== Work to complete ==
Give the rows below, from the line containing "[locate] blonde hair" through the last line of the rows, as a JSON list of strings with one string per line, leaving out any blank lines.

** START Entries shown **

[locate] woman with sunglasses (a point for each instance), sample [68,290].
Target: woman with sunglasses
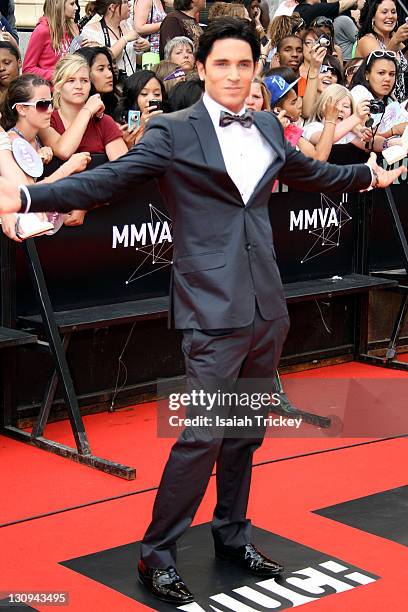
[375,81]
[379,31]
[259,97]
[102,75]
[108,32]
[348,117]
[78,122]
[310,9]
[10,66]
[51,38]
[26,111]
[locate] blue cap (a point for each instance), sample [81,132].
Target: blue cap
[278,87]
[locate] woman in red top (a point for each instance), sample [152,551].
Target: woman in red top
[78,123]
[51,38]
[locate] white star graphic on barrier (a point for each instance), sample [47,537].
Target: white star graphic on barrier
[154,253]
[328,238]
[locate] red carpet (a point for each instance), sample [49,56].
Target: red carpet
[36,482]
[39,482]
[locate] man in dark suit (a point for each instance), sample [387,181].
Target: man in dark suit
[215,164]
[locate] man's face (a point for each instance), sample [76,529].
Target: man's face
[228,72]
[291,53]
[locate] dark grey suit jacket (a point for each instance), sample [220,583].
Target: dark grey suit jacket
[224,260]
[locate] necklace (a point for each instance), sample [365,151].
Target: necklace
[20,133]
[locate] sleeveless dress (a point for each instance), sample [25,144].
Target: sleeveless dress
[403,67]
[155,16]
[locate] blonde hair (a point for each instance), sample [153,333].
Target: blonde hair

** END Entries shown **

== Full output ==
[
  "[locate] blonde hair (a point for each instance), sample [153,333].",
  "Target: blonde hair"
]